As I mentioned in my previous post, the previous version of this blog ran on a VM powered by Gentoo Linux. Partly, that was the reason it was such a big mess and frankly, a security hazard.

You see, I’ve become literally scared to update Gentoo. Installing updates on Gentoo is like a challenging puzzle game. Installing Gentoo updates is an NP-hard problem. It is a drain on your time, it’s a family tragedy and it is plain and simple a security threat. But let’s start at the very beginning, when I first saw a Linux thingy at my grad school….

At the beginning, there was Windows 3.11 for Workgroups. The first computers I interacted with ran MS-DOS or Windows 3.11. Then Windows 95, and 98, and finally Windows XP. I thought Windows was all there is.

And then I went to a CS class in college, and wham! Gentoo.

I immediately fell in love with these green ok ] marks that show when a portion of the system has comkpleted loading. Unlike the never-ending scrollbar of Windows XP, it fosters immediate connection with the inner workfings of the machine. You feel involved. You feel in the know. You feel powerful.

So when I needed to choose a Linux distro to complete my coursework, it was Gentoo.

The main feature of Gentoo is that you build everything from sources. Nothing connects you to the inner workings than you literally witnessing the gcc invocations as they churn through your kernel you manually configured, through the window manager, or a new version of perl. That’s right, every single package–including the Kernel–is rebuilt on your local machine. Why?

One tihng, is that you can enable unsafe optimizations and tie everything to your machine. Those off-the-shelf distros have to work on a number of machines, but with Gentoo, you can compile everything with gcc -O3 --arch=icore7 -fenable-unsafe-life-choices.

It is insanely satisfying to watch. You haven’t lived if you’ve never seen Linux software compile. If you haven’t seen it, watch it. It’s worth it. It’s like watching fire.

Another selling point, you can disable the features and Reduce Bloat(tm). You don’t want to build a desktop environment? Fine–all your packages will compile without the GUI bindings. You never use PHP? Fine, no PHP bindings. You don’t like bzip2? (Wait, what?) You can disable that too! You just specify it in the USE flags in your make.conf, like USE="-pgp -gtk -qt4 -bzip2", and then when you emerge your packages, they’ll build without them. (emerge is the Gentoo’s apt-get install).

Awesome. Wait, what did you say about Bzip2? You can compile your system without bzip and only with gzip? Why do you even care? That’s because you’re a college kid with a lot of time on your hands. Emerge on.

### EXERCISE TASK
In the blog post about Gentoo, shorten the paragraph beginning "Another selling point" into a short bulleted list that keeps its main facts.

### SUPPLIED MATERIAL
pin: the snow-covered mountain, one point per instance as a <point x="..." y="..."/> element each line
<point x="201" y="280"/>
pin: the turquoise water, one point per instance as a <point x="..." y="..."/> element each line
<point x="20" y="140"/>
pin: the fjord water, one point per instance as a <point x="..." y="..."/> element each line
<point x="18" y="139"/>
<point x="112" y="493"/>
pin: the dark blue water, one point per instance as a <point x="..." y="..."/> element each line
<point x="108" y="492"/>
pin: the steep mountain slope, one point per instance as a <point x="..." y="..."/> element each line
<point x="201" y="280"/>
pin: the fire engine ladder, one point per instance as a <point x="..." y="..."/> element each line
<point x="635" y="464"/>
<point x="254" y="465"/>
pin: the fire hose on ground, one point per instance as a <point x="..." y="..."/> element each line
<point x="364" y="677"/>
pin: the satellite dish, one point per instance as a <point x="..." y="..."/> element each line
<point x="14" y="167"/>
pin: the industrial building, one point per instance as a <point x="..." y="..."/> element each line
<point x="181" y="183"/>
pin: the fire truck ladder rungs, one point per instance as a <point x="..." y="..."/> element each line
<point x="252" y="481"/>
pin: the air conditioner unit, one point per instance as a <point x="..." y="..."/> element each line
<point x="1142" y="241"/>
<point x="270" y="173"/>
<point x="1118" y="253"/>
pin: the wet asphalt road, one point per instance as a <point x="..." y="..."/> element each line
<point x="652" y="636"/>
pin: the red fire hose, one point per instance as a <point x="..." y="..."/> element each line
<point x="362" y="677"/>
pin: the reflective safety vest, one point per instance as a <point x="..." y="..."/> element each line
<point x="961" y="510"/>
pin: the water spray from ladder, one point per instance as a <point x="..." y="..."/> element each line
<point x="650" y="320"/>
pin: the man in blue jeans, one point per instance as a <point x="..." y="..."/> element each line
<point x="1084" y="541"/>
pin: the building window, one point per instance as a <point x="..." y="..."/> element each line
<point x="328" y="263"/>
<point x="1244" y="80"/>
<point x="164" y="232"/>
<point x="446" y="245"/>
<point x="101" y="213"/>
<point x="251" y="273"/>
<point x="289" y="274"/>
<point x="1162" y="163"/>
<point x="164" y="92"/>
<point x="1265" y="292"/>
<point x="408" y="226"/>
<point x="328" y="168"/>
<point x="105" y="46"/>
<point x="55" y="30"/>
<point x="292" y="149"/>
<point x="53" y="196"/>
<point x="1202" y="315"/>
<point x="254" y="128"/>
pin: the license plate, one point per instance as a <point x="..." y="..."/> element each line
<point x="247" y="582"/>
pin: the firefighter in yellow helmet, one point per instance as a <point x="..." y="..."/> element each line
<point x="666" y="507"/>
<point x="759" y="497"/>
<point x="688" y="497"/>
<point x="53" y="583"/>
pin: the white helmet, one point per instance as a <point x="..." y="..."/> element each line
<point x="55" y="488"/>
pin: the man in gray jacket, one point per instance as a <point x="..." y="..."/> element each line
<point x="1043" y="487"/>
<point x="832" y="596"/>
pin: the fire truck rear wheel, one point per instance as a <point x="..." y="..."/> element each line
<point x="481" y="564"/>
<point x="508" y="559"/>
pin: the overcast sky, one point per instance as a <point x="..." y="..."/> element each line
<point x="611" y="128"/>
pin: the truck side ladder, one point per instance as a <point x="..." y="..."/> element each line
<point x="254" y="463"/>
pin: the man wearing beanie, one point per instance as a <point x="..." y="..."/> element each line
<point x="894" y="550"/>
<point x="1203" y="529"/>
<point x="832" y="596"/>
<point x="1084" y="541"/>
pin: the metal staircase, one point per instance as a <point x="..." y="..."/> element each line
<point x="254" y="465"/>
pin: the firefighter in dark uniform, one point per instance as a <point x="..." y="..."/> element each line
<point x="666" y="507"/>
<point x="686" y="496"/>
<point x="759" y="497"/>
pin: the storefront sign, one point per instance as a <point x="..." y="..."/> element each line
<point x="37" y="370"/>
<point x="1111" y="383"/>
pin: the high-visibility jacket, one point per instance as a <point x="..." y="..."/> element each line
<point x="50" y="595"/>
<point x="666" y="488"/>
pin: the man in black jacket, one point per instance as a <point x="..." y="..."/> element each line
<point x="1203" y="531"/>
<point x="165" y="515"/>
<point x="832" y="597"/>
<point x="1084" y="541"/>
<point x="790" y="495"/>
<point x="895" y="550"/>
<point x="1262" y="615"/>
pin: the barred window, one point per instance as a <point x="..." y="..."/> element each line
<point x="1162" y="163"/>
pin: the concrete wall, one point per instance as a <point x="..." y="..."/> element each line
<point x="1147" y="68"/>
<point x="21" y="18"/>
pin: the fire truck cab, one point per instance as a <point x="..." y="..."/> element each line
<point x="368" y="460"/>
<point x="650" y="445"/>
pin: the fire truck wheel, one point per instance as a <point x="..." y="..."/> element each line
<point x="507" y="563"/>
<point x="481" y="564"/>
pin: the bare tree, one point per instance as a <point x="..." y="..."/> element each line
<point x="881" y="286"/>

### RESPONSE TO THE TASK
- Gentoo lets you disable features to reduce bloat.
- If you don't want a desktop environment, packages compile without GUI bindings.
- If you never use PHP, packages build without PHP bindings, and even bzip2 can be disabled.
- You list these choices as USE flags in make.conf, e.g. USE="-pgp -gtk -qt4 -bzip2".
- Packages then build without those features when you emerge them (emerge is Gentoo's equivalent of apt-get install).